SET PROBLEM A - From the book review below, reproduce everything from "SECRETS OF HAPPINESS by" down to "Love? Loyalty? Forgiveness?" word for word.

DOCUMENT SECTION -
Favorite line(s): I wanted to tell her that it was to see her. I wanted to know what only she could tell me. The thing I didn’t expect was that telling her about me would force me to look at myself, at the way I craved the love of men who would never love me. At the way I could not abide women who needed me. At the way I destroyed some while allowing others to destroy me. I felt sick with myself and, at the same time, unburdened. I thought I’d been honest with myself. But I hadn’t. I’d been telling myself ghost stories my whole life.
SECRETS OF HAPPINESS by Joan Silber
You’ll need to read this linked novel-in stories over a weekend (or a day) to get the full-on richness of these characters (six narrators) and their shared connection. The story begins when one of the characters, Ethan, learns that his father has led a double life married to a Thai woman with whom he’s fathered two boys. One of the boys, Joe, narrates the next chapter. Silber introduces us to four other characters, all with some thread running through one another’s lives. Beautifully written, Secrets of Happiness poses the question what does make one happy? Money? Love? Loyalty? Forgiveness?

RECORDS -
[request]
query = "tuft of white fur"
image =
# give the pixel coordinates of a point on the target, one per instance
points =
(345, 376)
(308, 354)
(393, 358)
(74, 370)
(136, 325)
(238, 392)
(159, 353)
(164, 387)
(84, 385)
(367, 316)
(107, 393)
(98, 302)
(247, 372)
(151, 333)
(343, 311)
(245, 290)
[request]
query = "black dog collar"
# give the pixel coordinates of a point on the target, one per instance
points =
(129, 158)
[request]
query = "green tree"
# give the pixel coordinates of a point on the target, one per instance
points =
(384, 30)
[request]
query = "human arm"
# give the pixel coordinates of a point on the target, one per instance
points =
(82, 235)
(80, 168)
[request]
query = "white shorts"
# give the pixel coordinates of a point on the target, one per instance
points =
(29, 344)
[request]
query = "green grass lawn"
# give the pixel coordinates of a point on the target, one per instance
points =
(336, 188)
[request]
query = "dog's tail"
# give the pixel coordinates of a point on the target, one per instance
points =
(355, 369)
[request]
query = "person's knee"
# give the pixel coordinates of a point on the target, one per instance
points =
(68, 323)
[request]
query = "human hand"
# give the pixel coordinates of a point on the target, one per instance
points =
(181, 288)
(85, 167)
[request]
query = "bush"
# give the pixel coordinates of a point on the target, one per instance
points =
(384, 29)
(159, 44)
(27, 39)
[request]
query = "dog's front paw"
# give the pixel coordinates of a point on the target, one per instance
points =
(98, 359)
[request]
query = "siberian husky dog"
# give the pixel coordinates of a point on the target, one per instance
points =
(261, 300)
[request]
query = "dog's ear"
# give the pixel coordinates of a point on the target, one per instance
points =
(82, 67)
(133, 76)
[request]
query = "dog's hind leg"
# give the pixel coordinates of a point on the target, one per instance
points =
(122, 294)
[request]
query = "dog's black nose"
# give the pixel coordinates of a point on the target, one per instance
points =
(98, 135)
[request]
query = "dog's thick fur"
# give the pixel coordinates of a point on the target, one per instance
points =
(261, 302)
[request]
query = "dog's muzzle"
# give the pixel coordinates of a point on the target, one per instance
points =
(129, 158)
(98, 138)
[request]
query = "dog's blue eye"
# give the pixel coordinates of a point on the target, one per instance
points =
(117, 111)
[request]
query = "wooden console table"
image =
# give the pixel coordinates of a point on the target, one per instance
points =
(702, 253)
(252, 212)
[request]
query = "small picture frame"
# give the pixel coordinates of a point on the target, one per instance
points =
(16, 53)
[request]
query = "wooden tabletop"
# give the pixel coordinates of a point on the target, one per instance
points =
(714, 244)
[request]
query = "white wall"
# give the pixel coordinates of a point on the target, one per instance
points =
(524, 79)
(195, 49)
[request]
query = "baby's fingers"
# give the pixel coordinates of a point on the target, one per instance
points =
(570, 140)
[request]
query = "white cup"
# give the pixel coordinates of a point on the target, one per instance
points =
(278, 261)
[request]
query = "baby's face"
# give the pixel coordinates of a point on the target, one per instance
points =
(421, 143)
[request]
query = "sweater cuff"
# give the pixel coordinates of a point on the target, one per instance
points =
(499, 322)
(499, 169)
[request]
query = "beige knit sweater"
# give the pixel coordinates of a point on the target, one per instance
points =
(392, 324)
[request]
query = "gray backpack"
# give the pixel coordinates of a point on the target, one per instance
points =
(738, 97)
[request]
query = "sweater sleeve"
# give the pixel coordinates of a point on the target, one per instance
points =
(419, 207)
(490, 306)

SET PROBLEM B - Find every line in the listing above that contains the string "baby", matching case exactly, and copy each of those lines out.

WRITTEN RESPONSE A -
SECRETS OF HAPPINESS by Joan Silber
You’ll need to read this linked novel-in stories over a weekend (or a day) to get the full-on richness of these characters (six narrators) and their shared connection. The story begins when one of the characters, Ethan, learns that his father has led a double life married to a Thai woman with whom he’s fathered two boys. One of the boys, Joe, narrates the next chapter. Silber introduces us to four other characters, all with some thread running through one another’s lives. Beautifully written, Secrets of Happiness poses the question what does make one happy? Money? Love? Loyalty? Forgiveness?

WRITTEN RESPONSE B -
query = "baby's fingers"
query = "baby's face"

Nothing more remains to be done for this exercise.